>> Begin

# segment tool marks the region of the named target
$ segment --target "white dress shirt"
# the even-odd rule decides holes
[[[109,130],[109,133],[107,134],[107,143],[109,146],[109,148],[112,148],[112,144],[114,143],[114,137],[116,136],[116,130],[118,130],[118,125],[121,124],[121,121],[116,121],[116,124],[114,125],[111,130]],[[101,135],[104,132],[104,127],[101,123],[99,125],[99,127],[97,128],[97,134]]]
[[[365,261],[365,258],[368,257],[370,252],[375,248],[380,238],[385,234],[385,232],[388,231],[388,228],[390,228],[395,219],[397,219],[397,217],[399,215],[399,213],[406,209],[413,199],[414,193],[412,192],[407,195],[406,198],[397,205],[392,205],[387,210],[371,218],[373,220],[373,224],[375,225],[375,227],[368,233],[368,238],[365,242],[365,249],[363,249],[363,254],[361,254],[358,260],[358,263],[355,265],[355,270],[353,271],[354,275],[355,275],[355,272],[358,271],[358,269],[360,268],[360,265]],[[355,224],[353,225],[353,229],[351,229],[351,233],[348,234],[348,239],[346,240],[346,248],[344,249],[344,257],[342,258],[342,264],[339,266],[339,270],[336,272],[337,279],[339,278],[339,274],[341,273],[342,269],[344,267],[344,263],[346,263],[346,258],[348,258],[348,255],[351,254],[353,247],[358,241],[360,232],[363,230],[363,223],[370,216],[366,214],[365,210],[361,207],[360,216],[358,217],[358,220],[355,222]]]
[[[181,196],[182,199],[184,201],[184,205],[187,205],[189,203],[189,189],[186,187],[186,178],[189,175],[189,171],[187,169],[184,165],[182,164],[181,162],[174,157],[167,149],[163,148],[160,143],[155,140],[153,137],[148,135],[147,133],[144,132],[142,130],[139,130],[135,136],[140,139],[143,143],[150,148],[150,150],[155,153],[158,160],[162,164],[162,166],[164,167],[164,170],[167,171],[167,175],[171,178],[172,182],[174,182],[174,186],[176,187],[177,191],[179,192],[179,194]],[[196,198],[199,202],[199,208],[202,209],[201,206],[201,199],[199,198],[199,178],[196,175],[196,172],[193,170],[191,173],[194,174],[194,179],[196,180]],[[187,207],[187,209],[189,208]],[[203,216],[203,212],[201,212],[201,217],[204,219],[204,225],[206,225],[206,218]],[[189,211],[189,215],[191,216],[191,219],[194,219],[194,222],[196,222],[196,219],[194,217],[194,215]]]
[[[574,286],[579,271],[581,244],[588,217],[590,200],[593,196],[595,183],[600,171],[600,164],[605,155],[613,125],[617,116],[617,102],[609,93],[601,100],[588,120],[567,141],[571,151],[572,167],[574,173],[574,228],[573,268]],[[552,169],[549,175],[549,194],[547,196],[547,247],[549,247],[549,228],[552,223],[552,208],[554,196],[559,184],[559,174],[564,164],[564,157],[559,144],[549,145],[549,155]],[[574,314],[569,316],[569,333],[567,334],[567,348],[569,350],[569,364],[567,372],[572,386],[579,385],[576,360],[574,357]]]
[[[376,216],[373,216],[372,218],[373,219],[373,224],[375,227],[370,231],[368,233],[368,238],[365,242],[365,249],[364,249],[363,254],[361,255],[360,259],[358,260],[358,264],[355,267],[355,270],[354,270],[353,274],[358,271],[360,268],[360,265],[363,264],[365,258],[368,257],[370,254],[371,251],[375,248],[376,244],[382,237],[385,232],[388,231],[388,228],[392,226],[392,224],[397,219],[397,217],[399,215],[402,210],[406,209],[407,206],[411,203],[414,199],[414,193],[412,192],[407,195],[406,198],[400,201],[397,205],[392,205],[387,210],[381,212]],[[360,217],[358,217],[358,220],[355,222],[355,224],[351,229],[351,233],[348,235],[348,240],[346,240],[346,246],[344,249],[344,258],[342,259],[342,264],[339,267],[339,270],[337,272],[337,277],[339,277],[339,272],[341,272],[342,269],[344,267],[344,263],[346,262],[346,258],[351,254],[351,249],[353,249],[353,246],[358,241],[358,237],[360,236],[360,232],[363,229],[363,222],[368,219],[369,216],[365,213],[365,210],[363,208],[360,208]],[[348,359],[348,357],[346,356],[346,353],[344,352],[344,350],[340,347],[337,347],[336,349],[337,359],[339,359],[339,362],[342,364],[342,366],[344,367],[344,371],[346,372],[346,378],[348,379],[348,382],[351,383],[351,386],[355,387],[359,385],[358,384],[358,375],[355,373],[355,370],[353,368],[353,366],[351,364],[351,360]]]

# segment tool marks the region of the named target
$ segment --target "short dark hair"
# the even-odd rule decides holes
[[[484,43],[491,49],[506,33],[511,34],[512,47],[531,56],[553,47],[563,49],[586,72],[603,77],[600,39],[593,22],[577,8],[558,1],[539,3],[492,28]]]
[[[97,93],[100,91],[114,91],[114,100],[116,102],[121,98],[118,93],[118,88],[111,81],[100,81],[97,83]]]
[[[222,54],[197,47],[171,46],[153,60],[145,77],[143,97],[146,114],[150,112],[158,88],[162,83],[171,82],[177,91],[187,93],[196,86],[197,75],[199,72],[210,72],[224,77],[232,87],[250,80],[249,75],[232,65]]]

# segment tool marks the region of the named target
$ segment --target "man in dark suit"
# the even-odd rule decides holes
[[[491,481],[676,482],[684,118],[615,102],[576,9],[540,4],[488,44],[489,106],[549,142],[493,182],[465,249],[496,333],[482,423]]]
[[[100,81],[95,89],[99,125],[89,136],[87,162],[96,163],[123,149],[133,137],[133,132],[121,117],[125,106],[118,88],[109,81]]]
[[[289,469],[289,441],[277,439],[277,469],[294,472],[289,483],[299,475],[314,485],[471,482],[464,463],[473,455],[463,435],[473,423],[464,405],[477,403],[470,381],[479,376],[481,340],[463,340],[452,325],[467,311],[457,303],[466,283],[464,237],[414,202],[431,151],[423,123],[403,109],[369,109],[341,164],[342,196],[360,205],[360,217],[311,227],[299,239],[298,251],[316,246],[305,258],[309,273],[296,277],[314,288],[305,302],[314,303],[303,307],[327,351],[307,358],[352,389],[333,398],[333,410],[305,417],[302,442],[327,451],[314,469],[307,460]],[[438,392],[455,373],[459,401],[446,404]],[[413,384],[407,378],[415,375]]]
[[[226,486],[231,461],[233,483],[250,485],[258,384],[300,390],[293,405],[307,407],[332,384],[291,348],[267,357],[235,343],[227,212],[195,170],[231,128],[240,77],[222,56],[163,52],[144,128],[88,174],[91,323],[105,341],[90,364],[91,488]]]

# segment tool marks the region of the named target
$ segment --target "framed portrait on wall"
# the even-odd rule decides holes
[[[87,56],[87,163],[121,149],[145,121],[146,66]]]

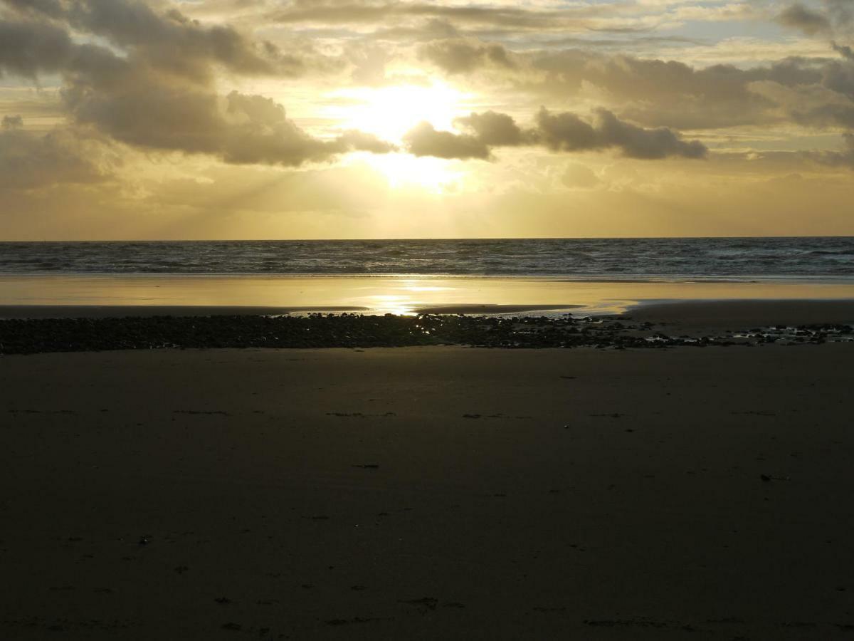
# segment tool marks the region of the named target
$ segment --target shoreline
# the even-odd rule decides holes
[[[413,315],[487,305],[614,315],[641,302],[854,300],[854,281],[591,281],[443,276],[0,276],[10,306],[267,308]],[[851,319],[854,320],[854,319]]]
[[[648,350],[854,342],[854,300],[669,303],[603,316],[553,309],[536,315],[524,307],[511,309],[445,307],[434,309],[439,313],[378,315],[285,314],[282,308],[246,308],[242,315],[235,308],[210,307],[14,308],[18,317],[0,320],[0,355],[428,345]],[[505,312],[483,315],[498,309]]]

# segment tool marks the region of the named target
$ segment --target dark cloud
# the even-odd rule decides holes
[[[476,136],[436,131],[429,122],[422,122],[410,129],[403,142],[407,151],[413,156],[460,160],[489,157],[489,148]]]
[[[647,126],[716,129],[791,121],[792,91],[758,91],[769,83],[839,98],[854,98],[854,61],[790,57],[743,69],[731,65],[696,68],[681,62],[567,50],[530,56],[538,72],[517,74],[519,91],[567,100],[593,88],[605,95],[623,118]],[[783,102],[781,102],[783,101]],[[815,126],[827,126],[825,118]]]
[[[535,132],[523,131],[511,116],[485,111],[457,118],[455,122],[474,132],[484,144],[513,147],[526,144],[535,138]]]
[[[842,136],[845,149],[842,151],[817,151],[807,154],[808,157],[823,165],[854,169],[854,134]]]
[[[438,18],[513,29],[584,29],[591,18],[606,15],[606,6],[579,6],[562,10],[511,6],[442,5],[430,3],[360,0],[297,0],[270,18],[285,23],[387,23],[395,19]]]
[[[32,21],[0,20],[0,74],[34,78],[65,68],[74,50],[65,29]]]
[[[217,66],[250,74],[287,72],[278,50],[230,27],[204,26],[132,0],[3,1],[20,18],[0,22],[0,71],[60,74],[62,104],[78,127],[135,147],[208,154],[231,163],[293,167],[353,150],[393,149],[359,132],[316,138],[270,98],[218,95]],[[72,28],[108,38],[114,47],[75,44]]]
[[[0,129],[0,190],[20,191],[57,184],[103,182],[119,163],[117,156],[101,143],[68,131],[29,133],[20,130],[20,122],[9,126],[7,119]]]
[[[624,122],[607,109],[596,110],[591,125],[570,113],[551,114],[541,109],[537,125],[543,144],[553,151],[617,148],[629,158],[657,160],[670,156],[703,158],[705,145],[685,141],[670,129],[644,129]]]
[[[0,129],[20,129],[24,126],[24,119],[20,115],[4,115],[0,122]]]
[[[830,31],[830,21],[826,15],[799,3],[787,7],[777,16],[777,21],[787,26],[800,29],[810,35]]]
[[[436,131],[423,122],[405,137],[407,150],[416,156],[439,158],[492,157],[492,147],[541,144],[552,151],[573,152],[617,149],[629,158],[657,160],[681,156],[704,158],[708,150],[697,140],[686,141],[666,127],[644,129],[621,121],[607,109],[597,109],[593,123],[570,112],[540,109],[536,126],[524,130],[506,114],[487,111],[457,119],[471,133]]]
[[[418,56],[452,74],[471,72],[484,65],[514,67],[507,50],[500,44],[460,38],[436,40],[424,44],[418,48]]]
[[[296,75],[303,62],[270,42],[255,42],[227,26],[207,26],[177,9],[155,12],[133,0],[3,0],[31,17],[61,21],[120,47],[144,50],[150,61],[186,69],[216,62],[241,74]],[[196,63],[196,64],[194,64]]]

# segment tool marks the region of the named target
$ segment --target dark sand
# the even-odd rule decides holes
[[[0,638],[851,638],[852,362],[2,357]]]

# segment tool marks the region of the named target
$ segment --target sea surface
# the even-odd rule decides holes
[[[854,238],[0,243],[0,273],[854,279]]]

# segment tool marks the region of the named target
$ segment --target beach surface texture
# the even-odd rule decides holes
[[[632,322],[781,312],[716,309]],[[849,638],[854,344],[786,331],[8,354],[0,638]]]

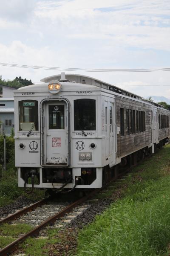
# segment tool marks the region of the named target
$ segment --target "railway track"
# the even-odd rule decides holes
[[[54,223],[57,219],[59,219],[61,217],[64,216],[66,213],[69,212],[72,209],[77,207],[81,204],[83,203],[87,199],[94,195],[96,193],[99,192],[101,190],[101,189],[96,189],[90,192],[87,195],[84,196],[81,198],[76,200],[74,203],[67,206],[63,208],[59,212],[49,217],[44,221],[42,221],[40,224],[33,228],[31,231],[28,232],[26,234],[21,236],[19,238],[15,241],[8,244],[8,245],[0,250],[0,256],[7,256],[10,255],[12,252],[15,250],[19,243],[23,241],[26,238],[28,237],[37,235],[39,231],[42,228],[45,227],[49,224]],[[45,198],[41,200],[35,204],[33,204],[28,207],[25,207],[21,210],[19,210],[17,212],[11,214],[7,217],[0,220],[0,224],[11,221],[16,219],[18,217],[22,216],[23,214],[32,211],[36,209],[37,207],[42,206],[44,204],[47,203],[49,200],[49,198]]]
[[[112,180],[111,181],[117,180],[118,179],[125,175],[129,171],[129,169],[128,169],[125,171],[122,172],[121,173],[119,174],[116,178],[113,178]],[[44,221],[41,221],[40,224],[37,225],[31,231],[20,236],[15,241],[8,244],[3,249],[0,250],[0,256],[5,256],[11,255],[13,252],[16,250],[20,243],[23,242],[28,237],[33,236],[36,235],[37,236],[38,235],[39,232],[40,230],[41,230],[43,228],[45,228],[46,226],[49,225],[50,224],[54,222],[57,219],[60,219],[61,217],[64,216],[66,214],[71,212],[72,209],[76,207],[80,204],[84,202],[89,198],[91,197],[95,194],[100,192],[101,190],[105,188],[107,185],[108,184],[106,184],[104,187],[93,190],[87,195],[84,196],[78,200],[76,200],[74,203],[67,206],[66,207],[63,207],[61,210],[60,210],[59,212],[53,215],[52,216],[51,216]],[[37,207],[41,207],[42,206],[43,206],[43,205],[44,204],[45,204],[46,205],[46,204],[48,204],[48,202],[51,200],[51,197],[46,198],[44,198],[42,200],[39,201],[38,202],[29,205],[29,206],[24,207],[24,208],[21,210],[17,211],[17,212],[14,213],[9,215],[6,217],[0,219],[0,224],[9,221],[11,222],[11,221],[16,220],[22,215],[25,216],[24,215],[28,213],[29,212],[32,211],[33,210],[34,210]]]

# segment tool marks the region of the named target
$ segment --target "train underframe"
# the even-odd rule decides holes
[[[159,144],[156,143],[155,152],[168,142],[169,140],[167,137],[160,141]],[[50,194],[64,190],[65,192],[70,192],[76,188],[80,189],[82,187],[83,189],[86,187],[87,189],[94,188],[92,185],[100,178],[102,179],[102,183],[101,183],[101,185],[99,186],[94,186],[94,188],[101,187],[110,180],[116,180],[125,170],[128,171],[129,168],[136,165],[141,160],[151,154],[152,147],[146,147],[122,157],[120,163],[111,168],[107,165],[102,168],[81,168],[80,173],[77,176],[73,175],[72,168],[43,168],[40,173],[38,168],[21,167],[20,176],[24,180],[26,191],[29,193],[33,191],[34,187],[40,187],[41,179],[43,185],[41,188],[47,189]],[[100,175],[98,174],[97,169],[102,169],[102,173]],[[56,184],[58,184],[58,187],[56,187]],[[50,184],[50,186],[49,184]],[[28,187],[31,189],[28,190]]]

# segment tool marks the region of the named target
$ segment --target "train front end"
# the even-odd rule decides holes
[[[55,192],[102,186],[105,128],[101,97],[98,87],[65,79],[17,90],[14,138],[19,186]]]

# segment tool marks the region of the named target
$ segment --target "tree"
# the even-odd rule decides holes
[[[165,102],[158,102],[158,103],[160,105],[162,105],[167,109],[170,110],[170,105],[167,104],[167,103]]]
[[[23,79],[20,76],[19,78],[17,76],[13,80],[5,80],[2,79],[2,76],[0,76],[0,93],[2,92],[2,88],[0,85],[4,86],[8,86],[8,87],[13,87],[18,89],[23,86],[33,84],[31,79],[28,80],[25,78]]]
[[[148,100],[149,100],[150,101],[153,101],[151,96],[150,96],[150,97],[149,97]]]

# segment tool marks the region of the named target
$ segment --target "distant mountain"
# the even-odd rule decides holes
[[[148,96],[146,97],[146,99],[148,99],[149,97],[151,97],[152,100],[155,102],[164,102],[167,104],[170,104],[170,99],[164,97],[164,96]]]

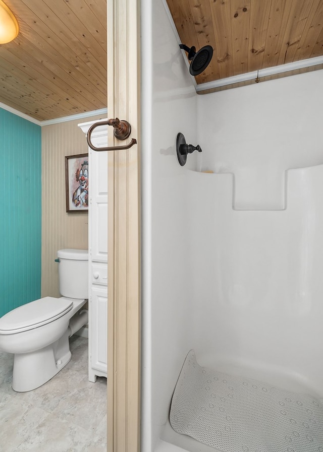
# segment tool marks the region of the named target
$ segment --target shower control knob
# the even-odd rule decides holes
[[[193,146],[193,145],[181,145],[180,148],[180,152],[182,155],[187,155],[188,154],[192,154],[194,151],[197,151],[198,152],[202,152],[202,149],[199,145],[197,146]]]
[[[193,145],[188,144],[183,134],[180,132],[178,134],[176,139],[176,151],[180,165],[184,166],[186,163],[187,155],[189,154],[192,154],[194,151],[201,152],[202,149],[201,149],[200,145],[197,145],[197,146],[194,146]]]

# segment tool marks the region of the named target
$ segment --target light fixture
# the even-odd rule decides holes
[[[0,44],[7,44],[16,38],[19,26],[13,13],[0,0]]]

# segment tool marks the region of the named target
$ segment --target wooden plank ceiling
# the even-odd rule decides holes
[[[182,43],[213,48],[198,84],[323,55],[323,0],[167,2]]]
[[[20,32],[0,45],[0,102],[38,120],[106,107],[106,0],[5,0]]]

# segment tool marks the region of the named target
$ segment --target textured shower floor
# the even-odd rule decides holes
[[[172,401],[174,430],[221,452],[323,452],[323,402],[200,366],[186,357]]]

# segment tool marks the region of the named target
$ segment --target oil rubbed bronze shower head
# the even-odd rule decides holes
[[[180,44],[180,48],[188,53],[188,58],[191,61],[190,74],[192,76],[198,75],[205,71],[213,55],[210,45],[204,45],[197,52],[194,45],[190,48],[185,44]]]

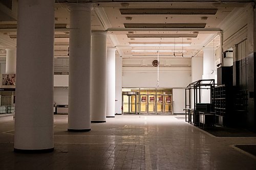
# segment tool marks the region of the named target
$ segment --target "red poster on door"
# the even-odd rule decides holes
[[[170,97],[166,97],[166,103],[170,103]]]
[[[150,97],[150,102],[154,102],[155,101],[155,97]]]
[[[146,102],[146,96],[141,96],[141,102]]]
[[[158,97],[158,102],[163,103],[163,97]]]

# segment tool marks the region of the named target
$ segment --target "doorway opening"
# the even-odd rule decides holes
[[[173,90],[170,88],[123,88],[122,113],[173,114]]]

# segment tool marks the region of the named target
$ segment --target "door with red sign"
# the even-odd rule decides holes
[[[153,94],[148,95],[148,113],[156,114],[156,95]]]
[[[146,114],[147,113],[147,95],[140,95],[140,114]]]
[[[168,114],[173,113],[173,96],[165,95],[164,112]]]

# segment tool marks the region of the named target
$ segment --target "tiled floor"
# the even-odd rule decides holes
[[[55,151],[40,154],[14,153],[14,122],[1,122],[0,169],[256,169],[255,157],[232,147],[256,137],[215,137],[182,116],[118,115],[78,133],[55,115]]]

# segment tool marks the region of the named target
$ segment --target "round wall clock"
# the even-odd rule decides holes
[[[159,63],[158,63],[158,61],[157,61],[157,60],[155,60],[153,62],[152,62],[152,65],[154,67],[157,67],[159,64]]]

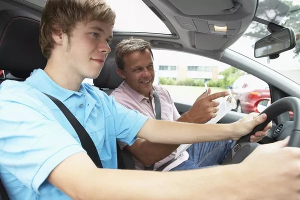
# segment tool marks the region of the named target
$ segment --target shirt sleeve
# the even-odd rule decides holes
[[[30,98],[8,96],[0,96],[0,164],[40,193],[58,164],[84,150],[47,107]]]
[[[132,145],[148,117],[137,110],[125,108],[116,102],[114,96],[108,96],[106,100],[108,101],[107,104],[110,106],[110,112],[114,120],[116,138],[121,142]]]
[[[167,96],[168,96],[168,98],[170,100],[170,104],[172,104],[172,110],[173,110],[173,120],[176,121],[180,117],[180,115],[179,114],[179,112],[178,112],[178,110],[177,110],[176,106],[175,106],[175,104],[174,104],[174,102],[173,101],[173,99],[171,97],[170,94],[166,90],[166,89],[164,88],[164,89],[166,91],[166,93]]]

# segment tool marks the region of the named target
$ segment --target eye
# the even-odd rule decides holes
[[[99,36],[99,34],[96,32],[91,32],[90,34],[92,35],[92,36],[95,38],[98,38]]]
[[[108,42],[108,45],[112,44],[112,40],[106,40],[106,42]]]
[[[140,71],[142,70],[142,68],[136,68],[136,70],[134,70],[134,72],[136,71]]]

>> End

— REQUEST —
Please gather every line of the items above that contains the word "floor". Case counts.

— WRITTEN ANSWER —
$ segment --target textured shower floor
$ segment --target "tiled floor"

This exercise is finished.